====== Exercise materials

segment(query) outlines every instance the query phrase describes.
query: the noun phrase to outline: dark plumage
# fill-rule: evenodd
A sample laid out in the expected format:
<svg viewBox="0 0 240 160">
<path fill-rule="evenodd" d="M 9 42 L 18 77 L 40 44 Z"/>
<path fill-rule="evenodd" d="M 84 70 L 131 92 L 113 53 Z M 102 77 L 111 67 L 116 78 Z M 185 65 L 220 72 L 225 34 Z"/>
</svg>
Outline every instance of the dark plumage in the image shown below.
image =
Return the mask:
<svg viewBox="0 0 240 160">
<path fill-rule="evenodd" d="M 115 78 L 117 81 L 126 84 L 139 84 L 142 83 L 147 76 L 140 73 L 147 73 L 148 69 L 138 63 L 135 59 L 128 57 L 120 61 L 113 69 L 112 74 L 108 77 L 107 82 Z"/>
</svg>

============

Rewrite the records above, changing "dark plumage" to "black feathers" wherever it occurs and leaving every other character as it is.

Final result |
segment(query) outlines every instance the query phrase describes.
query: the noun phrase to outline: black feathers
# fill-rule: evenodd
A sample laid out in the expected format:
<svg viewBox="0 0 240 160">
<path fill-rule="evenodd" d="M 9 42 L 18 77 L 40 44 Z"/>
<path fill-rule="evenodd" d="M 84 70 L 131 92 L 113 53 Z M 102 77 L 111 67 L 116 78 Z M 185 65 L 220 72 L 225 34 Z"/>
</svg>
Outline every instance of the black feathers in the image shown below.
image =
Return the mask:
<svg viewBox="0 0 240 160">
<path fill-rule="evenodd" d="M 115 78 L 117 81 L 126 84 L 139 84 L 142 83 L 147 76 L 140 73 L 147 73 L 148 69 L 138 63 L 135 59 L 128 57 L 120 61 L 113 69 L 112 74 L 108 77 L 107 82 Z"/>
</svg>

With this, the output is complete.